* AIM OF THE TASK *
According to the Tristan Beck excerpt below, what did doctors find was causing his "right hand discomfort"?

The Giants were counting on him to prop up their shaky pitching plan, but his heroism came in the form of perseverance.
2024 stats: 16 IP, 1.69 ERA (3.98 FIP), 1.13 WHIP, 14 K, 4 BB, 2 HRA, 0.1 fWAR
Tristan Beck’s 2024 season started as a tragedy but ended as a triumph.
Soon after arriving in Arizona for the pitchers & catchers reporting deadline, the then-27 year old was shut down with “right hand discomfort.” Doctors discovered the cause: a blood clot in his throwing arm. That surgery shut him down for eight weeks but it also raised the specter of being a career-ender if not career inhibiting. Every surgery carries a risk, after all.
But modern surgical techniques being what they are, Beck’s recovery and rehab went about as well as one might expect following an aneurysm. He was activated to begin pitching against minor league competition again on August 8th and made 5 starts for the River Cats (7.90 ERA in 13.2 IP) before joining the major league squad when rosters expanded.

(Collected data)
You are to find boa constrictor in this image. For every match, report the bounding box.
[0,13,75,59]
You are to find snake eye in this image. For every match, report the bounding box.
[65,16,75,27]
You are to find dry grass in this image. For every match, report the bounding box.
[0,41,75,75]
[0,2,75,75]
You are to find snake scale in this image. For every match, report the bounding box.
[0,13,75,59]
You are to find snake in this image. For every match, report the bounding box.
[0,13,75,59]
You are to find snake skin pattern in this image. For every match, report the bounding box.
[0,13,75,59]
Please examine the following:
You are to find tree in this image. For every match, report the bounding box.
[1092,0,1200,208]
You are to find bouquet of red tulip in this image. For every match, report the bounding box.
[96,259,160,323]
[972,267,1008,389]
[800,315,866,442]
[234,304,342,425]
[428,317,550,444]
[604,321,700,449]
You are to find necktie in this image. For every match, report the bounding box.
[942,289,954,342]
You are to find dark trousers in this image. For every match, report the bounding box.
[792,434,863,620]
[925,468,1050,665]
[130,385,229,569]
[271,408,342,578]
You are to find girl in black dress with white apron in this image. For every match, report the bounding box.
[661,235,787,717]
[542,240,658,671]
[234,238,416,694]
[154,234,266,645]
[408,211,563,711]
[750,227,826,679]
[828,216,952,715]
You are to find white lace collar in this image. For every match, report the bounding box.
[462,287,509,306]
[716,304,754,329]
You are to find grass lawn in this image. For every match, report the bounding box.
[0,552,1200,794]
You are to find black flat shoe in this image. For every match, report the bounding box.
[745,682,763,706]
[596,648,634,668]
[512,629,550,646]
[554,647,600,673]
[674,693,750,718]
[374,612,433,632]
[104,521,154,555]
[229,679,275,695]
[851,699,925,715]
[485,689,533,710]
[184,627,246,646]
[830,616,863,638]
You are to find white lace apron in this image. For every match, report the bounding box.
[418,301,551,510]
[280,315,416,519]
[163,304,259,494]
...
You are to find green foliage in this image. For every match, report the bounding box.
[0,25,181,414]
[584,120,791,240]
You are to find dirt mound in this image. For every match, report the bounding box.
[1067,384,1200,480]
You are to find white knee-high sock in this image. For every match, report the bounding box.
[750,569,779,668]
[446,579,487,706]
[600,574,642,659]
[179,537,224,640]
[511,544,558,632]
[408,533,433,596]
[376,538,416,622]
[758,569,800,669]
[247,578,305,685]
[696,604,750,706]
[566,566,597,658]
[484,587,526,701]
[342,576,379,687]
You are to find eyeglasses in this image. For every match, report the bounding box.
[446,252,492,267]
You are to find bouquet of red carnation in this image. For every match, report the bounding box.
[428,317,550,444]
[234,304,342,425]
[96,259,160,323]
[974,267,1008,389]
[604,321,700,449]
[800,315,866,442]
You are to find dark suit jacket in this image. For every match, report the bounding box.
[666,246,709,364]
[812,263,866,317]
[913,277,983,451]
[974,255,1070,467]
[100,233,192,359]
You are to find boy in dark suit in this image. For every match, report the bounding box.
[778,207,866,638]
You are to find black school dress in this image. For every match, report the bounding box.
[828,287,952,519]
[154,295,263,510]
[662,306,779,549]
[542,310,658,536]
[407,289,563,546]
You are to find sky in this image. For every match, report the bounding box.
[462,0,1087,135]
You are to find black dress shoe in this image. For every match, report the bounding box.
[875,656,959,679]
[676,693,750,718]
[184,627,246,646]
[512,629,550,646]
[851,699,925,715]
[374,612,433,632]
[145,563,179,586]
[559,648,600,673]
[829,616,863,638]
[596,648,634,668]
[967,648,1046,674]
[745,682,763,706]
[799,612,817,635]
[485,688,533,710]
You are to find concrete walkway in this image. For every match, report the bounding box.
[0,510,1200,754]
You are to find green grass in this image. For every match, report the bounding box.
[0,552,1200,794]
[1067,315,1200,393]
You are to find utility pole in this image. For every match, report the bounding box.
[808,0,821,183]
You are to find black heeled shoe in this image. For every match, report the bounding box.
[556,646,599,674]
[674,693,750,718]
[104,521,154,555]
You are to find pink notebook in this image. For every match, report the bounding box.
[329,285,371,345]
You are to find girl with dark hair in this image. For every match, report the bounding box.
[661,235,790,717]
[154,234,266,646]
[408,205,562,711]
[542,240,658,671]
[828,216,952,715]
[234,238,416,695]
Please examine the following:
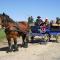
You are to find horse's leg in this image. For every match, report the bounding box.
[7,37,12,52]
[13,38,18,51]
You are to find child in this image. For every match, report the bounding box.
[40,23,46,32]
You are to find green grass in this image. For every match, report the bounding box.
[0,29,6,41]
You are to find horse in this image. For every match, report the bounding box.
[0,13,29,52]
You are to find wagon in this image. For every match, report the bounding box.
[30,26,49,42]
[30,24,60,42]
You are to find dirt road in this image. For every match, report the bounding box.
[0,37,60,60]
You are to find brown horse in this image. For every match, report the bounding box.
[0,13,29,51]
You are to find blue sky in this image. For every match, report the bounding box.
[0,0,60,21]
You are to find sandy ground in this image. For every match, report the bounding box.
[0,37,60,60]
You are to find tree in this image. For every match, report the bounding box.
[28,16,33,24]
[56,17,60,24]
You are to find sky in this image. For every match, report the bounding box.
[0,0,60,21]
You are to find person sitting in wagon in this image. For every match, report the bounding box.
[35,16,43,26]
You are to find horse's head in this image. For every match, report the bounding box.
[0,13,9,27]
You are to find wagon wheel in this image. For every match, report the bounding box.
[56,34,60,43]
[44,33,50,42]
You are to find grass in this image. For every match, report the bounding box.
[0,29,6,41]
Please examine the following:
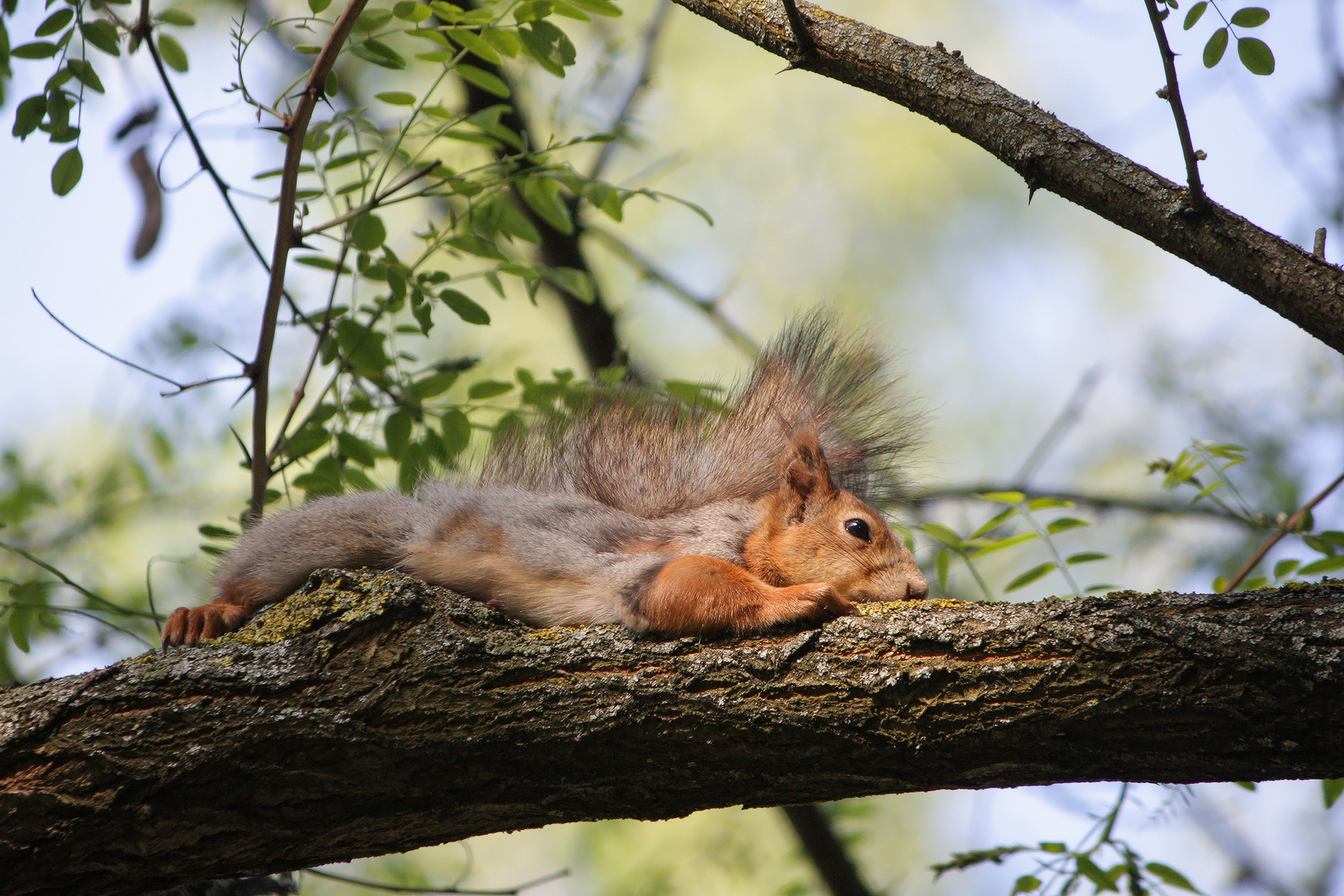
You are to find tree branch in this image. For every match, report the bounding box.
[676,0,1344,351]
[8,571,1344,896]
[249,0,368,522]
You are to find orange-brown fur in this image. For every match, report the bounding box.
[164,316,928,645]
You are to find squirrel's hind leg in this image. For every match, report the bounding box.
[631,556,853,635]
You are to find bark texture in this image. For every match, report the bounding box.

* SOLUTION *
A blood clot in his throwing arm.